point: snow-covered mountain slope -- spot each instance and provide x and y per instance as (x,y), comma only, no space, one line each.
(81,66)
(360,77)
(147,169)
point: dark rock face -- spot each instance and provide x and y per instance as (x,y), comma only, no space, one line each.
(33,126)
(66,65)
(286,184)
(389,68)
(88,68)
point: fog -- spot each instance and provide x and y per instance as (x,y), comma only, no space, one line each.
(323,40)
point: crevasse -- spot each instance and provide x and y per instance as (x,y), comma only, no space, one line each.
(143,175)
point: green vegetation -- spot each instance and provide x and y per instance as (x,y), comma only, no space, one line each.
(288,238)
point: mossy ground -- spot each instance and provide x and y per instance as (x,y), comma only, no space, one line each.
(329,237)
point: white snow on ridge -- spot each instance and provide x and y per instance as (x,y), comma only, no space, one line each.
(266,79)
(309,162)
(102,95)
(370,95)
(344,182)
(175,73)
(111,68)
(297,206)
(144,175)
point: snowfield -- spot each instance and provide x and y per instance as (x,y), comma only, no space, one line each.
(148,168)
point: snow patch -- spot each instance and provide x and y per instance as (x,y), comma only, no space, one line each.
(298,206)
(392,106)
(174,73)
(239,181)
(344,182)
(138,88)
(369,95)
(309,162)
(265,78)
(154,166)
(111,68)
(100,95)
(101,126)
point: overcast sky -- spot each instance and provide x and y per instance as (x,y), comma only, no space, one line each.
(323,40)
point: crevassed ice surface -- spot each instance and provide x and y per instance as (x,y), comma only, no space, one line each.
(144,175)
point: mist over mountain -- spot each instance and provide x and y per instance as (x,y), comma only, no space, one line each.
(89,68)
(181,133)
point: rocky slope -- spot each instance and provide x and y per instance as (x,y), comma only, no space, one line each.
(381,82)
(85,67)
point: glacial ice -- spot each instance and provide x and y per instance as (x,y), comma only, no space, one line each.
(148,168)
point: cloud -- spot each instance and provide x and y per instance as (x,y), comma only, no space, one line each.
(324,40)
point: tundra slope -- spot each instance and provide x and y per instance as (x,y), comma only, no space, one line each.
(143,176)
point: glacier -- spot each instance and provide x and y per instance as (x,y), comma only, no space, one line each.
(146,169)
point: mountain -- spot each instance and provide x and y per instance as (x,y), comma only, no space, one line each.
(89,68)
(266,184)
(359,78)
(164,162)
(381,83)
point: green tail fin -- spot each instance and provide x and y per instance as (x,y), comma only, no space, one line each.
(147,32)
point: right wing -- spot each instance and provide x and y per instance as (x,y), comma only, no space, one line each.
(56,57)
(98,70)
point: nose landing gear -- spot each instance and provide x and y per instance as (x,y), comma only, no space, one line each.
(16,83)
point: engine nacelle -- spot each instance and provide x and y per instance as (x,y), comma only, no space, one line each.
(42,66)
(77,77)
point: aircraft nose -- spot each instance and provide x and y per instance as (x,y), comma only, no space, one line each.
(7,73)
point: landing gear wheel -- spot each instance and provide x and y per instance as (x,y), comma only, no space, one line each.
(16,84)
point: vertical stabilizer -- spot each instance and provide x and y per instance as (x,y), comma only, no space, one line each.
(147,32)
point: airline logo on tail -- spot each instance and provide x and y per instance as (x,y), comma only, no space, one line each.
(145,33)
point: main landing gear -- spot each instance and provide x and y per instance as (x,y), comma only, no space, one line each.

□ □ □ □ □

Written exercise ▸ Can you give all these lines again, swapping "spot each instance" for "mark every instance" wherever it occurs and leaving everything else untouched?

Response below ▸
point: snow-covered mountain slope -- mark every instance and provide x and y per instance as (x,y), comma only, no space, one line each.
(81,66)
(360,77)
(147,169)
point: dark rock face -- mark every instance and provide x and y per instance as (x,y), comma only, no space, one line each.
(33,126)
(66,65)
(286,184)
(389,68)
(88,68)
point: fog -- mark every instance and provide x and y per instance as (x,y), comma only, no space, one line each.
(323,40)
point: crevasse -- mark every instance and provide x and y per instance as (x,y), comma only, no space, one line each.
(143,175)
point: green vegetation -- mark every instance and provide x and y per instance as (x,y), comma only, no space, one line each.
(288,238)
point: mossy ground -- mark every instance and provide x and y per instance as (x,y), comma only, no space, one line each.
(329,237)
point: white snow on ridge -- mark every instance and provide x and y per instance as (x,y), comma only, no space, one line each.
(266,79)
(309,162)
(102,95)
(370,95)
(344,182)
(175,73)
(111,68)
(297,206)
(144,175)
point: snowfield -- mark every instance and provide x and y per instance as (x,y), comma only, no space, one line each.
(148,168)
point: snow patch -- mark every instance and provide x and y per instance as (x,y), comma only, no space, one line each.
(298,206)
(392,106)
(174,73)
(239,181)
(344,182)
(138,88)
(369,95)
(309,162)
(265,78)
(154,166)
(111,68)
(100,95)
(101,126)
point: overcast sky -- mark every instance and provide x and y per instance as (x,y), comma only, no space, one line each.
(323,40)
point: crevassed ice surface -- mark every instance and provide x and y per instance as (x,y), comma only, no space, one line each.
(144,175)
point: mist over mountain -- mark every instance and provide x and y per instance as (x,y), comma only, no space, one line each.
(89,68)
(181,133)
point: rocky slope -- mark every instance and provide x and y per instance as (x,y), comma only, no space, one line each.
(381,82)
(85,67)
point: glacial ice -- mark every instance and provide x and y per instance as (x,y), comma only, no space, one line each.
(148,168)
point: cloud -- mark every instance and provide x and y per instance as (x,y), comma only, no space, one line each.
(324,40)
point: tundra slope -- mark every instance and provide x and y per instance as (x,y), comma only, no space, one line each.
(143,176)
point: glacier -- mark every instance and provide x and y per instance as (x,y), comma only, no space, one line each.
(146,169)
point: mountain -- mark every instance and provide x and y per instance as (x,y), comma only, no space, one line each.
(89,68)
(266,184)
(359,78)
(164,162)
(381,83)
point: green tail fin -- mark every instance and provide x and y per instance as (x,y), comma only, no space, one line each.
(147,32)
point: right wing -- mark every instance and provide x and y per instance as (x,y), comma only, no space, one line each.
(56,57)
(98,70)
point: nose landing gear -- mark every instance and provide x and y per instance as (x,y), comma only, no space, one line each.
(16,83)
point: engine nacelle -- mark every instance and provide x and y per instance as (x,y), comma only, no space, one line each.
(42,66)
(77,77)
point: aircraft nose -- mark every instance and provide x and y per instance as (x,y), comma only, no space, one line each.
(7,73)
point: landing gear wheel -- mark every instance and provide x and y per instance as (x,y), comma only, no space, one line each.
(16,84)
point: vertical stabilizer -- mark every instance and provide x and y per instance as (x,y), comma only, no space, one line each.
(147,32)
point: airline logo on tail -- mark every instance and provide x and y per instance as (x,y), comma only, no space, one line each.
(145,33)
point: main landing gear -- mark every instance and provide x and y per instance as (x,y), comma only, no space, one line each.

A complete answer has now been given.